>> Begin RECORDS FOR THIS TASK

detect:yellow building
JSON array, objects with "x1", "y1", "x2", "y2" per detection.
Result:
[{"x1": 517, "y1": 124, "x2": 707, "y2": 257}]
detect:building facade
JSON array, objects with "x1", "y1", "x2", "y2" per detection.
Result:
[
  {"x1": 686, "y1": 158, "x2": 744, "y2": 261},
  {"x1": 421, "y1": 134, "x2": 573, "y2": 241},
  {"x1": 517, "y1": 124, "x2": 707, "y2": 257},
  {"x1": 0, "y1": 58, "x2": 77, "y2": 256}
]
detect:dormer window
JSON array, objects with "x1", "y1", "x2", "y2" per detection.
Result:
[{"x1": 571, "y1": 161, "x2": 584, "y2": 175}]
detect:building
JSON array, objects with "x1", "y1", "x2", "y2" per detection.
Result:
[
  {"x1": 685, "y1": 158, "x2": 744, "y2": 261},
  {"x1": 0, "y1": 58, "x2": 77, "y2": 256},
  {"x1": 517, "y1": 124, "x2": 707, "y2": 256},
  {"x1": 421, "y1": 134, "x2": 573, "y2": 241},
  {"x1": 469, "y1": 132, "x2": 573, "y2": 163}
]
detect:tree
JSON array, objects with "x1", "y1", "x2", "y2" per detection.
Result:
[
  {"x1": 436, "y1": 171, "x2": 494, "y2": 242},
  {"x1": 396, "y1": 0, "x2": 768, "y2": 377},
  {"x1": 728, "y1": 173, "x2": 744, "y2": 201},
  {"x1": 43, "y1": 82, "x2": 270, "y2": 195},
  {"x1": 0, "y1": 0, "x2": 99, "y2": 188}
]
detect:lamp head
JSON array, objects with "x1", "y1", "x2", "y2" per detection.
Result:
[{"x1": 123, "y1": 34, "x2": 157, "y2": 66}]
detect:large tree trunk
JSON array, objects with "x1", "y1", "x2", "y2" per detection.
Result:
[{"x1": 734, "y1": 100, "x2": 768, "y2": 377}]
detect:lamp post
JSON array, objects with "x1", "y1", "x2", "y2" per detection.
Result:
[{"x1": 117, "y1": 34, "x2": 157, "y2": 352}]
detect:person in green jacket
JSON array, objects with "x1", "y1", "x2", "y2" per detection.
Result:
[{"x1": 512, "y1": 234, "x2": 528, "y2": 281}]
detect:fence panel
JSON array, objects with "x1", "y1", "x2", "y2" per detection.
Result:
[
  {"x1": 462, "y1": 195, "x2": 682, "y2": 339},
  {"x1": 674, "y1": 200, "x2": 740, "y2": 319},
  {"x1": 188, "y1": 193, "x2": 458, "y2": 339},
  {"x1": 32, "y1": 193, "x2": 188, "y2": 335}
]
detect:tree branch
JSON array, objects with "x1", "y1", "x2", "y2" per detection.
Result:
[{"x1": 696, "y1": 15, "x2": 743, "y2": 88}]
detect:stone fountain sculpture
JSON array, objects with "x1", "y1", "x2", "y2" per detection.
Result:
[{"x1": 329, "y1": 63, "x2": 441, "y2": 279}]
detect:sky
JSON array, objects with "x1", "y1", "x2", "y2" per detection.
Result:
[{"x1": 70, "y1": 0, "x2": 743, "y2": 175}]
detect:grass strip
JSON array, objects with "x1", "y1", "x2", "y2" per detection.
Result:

>> End RECORDS FOR THIS TASK

Tally the lines in the rows above that contain the string "building", treating case as significant. Reply with the number alone.

▶ **EXPECTED ANSWER**
3